→ Job:
Copy out the lines below word for word, beginning at the line containing "One marker per instance of the tall" and stopping after the line containing "[(153, 117)]".

◇ ◇ ◇

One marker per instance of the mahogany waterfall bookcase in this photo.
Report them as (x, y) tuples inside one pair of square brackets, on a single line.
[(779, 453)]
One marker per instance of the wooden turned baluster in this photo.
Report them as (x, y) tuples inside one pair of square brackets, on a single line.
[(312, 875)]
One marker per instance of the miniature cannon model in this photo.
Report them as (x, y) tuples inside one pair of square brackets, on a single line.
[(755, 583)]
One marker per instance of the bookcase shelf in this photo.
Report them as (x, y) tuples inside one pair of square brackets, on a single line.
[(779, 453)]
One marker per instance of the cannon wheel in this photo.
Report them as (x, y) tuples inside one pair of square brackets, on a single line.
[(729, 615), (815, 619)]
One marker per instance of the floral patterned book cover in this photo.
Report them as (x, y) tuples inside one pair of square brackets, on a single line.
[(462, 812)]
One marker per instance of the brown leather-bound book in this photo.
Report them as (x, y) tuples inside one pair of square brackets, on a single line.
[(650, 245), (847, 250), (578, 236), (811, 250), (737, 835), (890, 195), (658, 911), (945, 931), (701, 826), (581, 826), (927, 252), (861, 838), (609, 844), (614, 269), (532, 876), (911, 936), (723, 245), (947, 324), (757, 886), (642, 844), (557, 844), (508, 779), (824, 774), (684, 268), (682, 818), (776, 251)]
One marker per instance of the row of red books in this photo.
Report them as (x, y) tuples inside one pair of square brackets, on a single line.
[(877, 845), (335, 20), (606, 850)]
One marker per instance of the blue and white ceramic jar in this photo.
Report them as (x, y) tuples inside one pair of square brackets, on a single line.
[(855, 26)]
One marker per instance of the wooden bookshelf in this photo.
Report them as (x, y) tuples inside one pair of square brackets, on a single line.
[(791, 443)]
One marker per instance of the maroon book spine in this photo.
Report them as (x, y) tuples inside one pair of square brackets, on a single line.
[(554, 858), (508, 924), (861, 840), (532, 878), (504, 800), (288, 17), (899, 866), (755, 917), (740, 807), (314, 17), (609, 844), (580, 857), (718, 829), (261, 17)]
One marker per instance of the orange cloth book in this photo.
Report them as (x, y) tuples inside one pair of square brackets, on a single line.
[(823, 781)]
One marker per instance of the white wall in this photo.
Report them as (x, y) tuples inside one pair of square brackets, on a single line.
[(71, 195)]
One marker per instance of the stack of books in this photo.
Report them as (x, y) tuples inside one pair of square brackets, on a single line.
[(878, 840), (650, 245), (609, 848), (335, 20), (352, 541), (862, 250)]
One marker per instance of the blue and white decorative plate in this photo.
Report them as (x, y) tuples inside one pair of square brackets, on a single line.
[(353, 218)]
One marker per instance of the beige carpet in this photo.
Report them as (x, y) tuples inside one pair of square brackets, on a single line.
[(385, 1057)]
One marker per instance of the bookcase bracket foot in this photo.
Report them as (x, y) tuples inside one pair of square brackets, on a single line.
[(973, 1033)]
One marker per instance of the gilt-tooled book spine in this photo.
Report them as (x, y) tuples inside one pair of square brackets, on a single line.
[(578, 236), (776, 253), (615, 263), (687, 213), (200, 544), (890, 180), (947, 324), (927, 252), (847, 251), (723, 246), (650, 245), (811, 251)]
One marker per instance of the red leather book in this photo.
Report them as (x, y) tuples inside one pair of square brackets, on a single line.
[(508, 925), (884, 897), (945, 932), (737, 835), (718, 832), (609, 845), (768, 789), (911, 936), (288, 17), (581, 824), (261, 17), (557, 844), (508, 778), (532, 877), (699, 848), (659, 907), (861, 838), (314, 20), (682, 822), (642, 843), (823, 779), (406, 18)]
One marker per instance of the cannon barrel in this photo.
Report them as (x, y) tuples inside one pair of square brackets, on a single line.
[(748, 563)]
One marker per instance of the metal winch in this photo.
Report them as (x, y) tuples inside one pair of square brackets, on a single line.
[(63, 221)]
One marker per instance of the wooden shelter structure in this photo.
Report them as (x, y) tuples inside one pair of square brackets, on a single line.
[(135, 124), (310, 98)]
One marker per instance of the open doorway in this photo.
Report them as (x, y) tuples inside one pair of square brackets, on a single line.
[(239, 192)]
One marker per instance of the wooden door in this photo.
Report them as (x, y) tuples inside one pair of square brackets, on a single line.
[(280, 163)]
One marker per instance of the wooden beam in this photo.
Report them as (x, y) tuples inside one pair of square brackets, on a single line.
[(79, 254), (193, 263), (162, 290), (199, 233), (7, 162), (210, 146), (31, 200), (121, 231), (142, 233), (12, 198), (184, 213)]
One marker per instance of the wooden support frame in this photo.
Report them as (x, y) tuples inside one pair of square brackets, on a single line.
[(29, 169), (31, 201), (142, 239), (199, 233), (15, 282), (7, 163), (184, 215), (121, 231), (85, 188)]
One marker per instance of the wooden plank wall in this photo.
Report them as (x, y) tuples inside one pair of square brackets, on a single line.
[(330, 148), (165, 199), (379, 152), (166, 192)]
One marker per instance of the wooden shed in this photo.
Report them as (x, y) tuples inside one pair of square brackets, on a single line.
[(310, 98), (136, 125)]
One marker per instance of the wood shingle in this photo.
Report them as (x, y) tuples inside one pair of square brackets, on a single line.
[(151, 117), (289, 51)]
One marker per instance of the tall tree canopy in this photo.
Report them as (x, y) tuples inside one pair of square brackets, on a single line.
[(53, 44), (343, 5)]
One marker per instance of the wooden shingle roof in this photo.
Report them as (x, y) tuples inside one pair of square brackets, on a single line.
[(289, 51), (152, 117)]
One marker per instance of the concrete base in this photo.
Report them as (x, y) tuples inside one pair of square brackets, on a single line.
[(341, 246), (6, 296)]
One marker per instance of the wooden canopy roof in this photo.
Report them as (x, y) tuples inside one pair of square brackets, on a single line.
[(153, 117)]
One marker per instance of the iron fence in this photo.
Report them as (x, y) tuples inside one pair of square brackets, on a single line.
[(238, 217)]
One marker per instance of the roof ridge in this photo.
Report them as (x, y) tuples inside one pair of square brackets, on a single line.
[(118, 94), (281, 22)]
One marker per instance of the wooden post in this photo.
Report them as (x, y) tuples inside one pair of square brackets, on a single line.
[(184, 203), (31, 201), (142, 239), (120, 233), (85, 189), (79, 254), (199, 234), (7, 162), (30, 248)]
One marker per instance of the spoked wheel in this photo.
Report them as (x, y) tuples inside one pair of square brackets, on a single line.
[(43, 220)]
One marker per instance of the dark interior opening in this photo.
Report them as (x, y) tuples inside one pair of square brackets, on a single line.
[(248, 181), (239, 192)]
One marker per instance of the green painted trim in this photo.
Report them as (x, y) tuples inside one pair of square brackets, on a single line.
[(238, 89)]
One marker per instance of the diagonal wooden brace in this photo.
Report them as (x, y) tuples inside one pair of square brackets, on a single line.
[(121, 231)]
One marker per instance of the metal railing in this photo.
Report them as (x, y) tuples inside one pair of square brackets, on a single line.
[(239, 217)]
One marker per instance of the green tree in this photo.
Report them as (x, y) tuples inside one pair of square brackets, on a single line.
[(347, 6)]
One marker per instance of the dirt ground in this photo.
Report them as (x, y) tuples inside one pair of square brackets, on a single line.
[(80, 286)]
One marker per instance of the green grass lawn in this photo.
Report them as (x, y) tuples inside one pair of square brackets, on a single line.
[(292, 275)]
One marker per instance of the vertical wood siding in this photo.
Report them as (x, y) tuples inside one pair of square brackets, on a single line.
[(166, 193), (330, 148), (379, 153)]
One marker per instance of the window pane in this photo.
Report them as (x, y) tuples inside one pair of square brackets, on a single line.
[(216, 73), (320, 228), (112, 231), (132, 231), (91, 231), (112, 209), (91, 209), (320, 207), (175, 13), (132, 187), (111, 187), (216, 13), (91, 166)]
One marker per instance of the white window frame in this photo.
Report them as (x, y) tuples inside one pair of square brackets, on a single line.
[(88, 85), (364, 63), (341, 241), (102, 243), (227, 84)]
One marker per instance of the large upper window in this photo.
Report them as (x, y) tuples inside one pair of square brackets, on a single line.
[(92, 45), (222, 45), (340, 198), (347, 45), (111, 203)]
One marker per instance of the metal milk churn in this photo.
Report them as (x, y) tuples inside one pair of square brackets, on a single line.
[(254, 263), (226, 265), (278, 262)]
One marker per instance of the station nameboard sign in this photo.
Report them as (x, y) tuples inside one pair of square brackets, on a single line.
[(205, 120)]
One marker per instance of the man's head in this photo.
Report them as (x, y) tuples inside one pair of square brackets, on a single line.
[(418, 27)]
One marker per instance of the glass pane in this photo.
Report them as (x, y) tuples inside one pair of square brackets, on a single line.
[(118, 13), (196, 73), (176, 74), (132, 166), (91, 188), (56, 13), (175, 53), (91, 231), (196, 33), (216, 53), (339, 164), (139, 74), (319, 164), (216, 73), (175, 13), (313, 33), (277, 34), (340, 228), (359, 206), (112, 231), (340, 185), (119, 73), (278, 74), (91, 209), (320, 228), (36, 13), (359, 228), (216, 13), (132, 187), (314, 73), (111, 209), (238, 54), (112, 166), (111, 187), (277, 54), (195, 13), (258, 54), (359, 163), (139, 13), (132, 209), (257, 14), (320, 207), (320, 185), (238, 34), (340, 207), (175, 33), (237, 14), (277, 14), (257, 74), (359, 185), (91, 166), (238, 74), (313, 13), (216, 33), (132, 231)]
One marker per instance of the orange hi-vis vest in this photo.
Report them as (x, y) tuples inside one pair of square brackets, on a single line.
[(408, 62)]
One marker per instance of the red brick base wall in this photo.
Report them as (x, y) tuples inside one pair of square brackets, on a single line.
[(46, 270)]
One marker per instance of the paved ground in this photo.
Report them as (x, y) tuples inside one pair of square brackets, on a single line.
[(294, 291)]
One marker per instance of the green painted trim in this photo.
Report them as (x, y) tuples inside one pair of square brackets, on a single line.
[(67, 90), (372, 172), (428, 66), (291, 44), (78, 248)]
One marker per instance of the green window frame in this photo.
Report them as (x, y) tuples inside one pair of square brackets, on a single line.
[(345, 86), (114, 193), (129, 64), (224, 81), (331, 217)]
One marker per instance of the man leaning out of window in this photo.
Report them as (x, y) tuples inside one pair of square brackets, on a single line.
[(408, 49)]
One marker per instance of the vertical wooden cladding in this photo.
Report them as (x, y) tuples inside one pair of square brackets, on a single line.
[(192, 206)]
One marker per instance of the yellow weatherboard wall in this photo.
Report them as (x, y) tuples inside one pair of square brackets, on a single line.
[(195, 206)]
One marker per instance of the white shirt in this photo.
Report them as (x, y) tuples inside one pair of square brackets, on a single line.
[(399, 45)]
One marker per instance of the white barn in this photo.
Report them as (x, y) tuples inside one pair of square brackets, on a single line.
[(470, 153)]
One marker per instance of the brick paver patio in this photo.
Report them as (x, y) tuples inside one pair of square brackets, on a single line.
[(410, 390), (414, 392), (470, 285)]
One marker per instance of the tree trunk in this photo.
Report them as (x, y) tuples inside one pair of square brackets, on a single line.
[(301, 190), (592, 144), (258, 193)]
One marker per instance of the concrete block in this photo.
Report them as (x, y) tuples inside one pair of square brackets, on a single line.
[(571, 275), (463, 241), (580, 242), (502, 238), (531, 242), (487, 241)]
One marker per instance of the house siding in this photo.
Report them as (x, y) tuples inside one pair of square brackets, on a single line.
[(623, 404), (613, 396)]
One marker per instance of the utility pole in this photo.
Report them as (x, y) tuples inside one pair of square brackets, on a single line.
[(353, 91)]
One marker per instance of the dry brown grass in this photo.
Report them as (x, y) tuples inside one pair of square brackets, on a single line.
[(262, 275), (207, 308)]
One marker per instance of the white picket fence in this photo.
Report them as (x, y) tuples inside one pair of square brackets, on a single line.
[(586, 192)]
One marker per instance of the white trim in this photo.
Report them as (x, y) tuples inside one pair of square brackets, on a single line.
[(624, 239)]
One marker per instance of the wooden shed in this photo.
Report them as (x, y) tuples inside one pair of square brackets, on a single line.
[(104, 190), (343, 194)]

◇ ◇ ◇

→ The answer:
One marker per instance of the tall tree canopy in this photo.
Report them as (x, y) tuples inside one pair of square brackets, on a single line.
[(53, 44), (343, 5)]
One marker per instance of the wooden shingle roof in this photo.
Report them as (x, y) tuples inside one pair of square brackets, on a single line.
[(289, 51), (152, 117)]
One marker per instance of the concrete base in this photo.
Report them as (x, y) tuples inside one pair of square brackets, on a single line.
[(341, 246), (6, 296)]
One marker per instance of the wooden canopy roof in this photo.
Report them as (x, y) tuples inside one pair of square brackets, on a single line.
[(153, 117)]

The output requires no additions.